= Problem to solve =
Starting at the line containing "Expected behaviour: place one point on the black office" and running through the end of the records, repeat every line, requests included. Add -37 to each x and y point coordinate.

----------------------------------------

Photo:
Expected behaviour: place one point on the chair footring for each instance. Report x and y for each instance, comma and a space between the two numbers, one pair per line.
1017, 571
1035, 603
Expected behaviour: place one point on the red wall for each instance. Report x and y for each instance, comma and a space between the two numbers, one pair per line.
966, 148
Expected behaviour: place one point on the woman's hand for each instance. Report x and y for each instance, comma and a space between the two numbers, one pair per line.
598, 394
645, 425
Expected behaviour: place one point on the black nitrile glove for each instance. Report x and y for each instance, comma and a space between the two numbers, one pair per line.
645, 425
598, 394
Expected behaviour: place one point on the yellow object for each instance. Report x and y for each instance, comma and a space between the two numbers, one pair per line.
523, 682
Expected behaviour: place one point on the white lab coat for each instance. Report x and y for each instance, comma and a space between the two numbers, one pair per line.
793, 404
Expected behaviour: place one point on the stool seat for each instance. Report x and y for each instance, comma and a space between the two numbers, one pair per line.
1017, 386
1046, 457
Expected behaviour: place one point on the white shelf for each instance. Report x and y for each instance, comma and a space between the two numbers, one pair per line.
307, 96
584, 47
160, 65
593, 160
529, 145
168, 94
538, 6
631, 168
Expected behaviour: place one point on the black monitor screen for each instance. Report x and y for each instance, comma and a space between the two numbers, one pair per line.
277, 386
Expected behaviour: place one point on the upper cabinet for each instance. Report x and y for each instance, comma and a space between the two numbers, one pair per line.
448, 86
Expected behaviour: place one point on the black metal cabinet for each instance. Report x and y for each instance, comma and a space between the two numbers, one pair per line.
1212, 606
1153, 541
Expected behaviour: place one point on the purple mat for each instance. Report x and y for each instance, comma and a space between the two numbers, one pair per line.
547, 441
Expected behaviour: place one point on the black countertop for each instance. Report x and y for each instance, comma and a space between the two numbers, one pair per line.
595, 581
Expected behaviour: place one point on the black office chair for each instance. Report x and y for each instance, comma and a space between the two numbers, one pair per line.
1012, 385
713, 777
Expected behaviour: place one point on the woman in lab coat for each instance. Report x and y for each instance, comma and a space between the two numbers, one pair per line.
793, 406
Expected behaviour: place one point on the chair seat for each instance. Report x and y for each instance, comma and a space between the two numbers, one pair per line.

----------------------------------------

= Final result =
Expected behaviour: place one point on the black office chair for each instance. Report x and y for each instance, comma and a space between the two numbers, one pair per line.
975, 348
676, 740
Expected behaviour: place one point on the woman in lab coat for each instance. Report x and y for each instance, comma and a space between the two numbers, one pair per line.
756, 369
Expected behaviour: place one point on the chair seat for each instance. Report x and y for each instance, comma and a space between the two numbers, one pair per line.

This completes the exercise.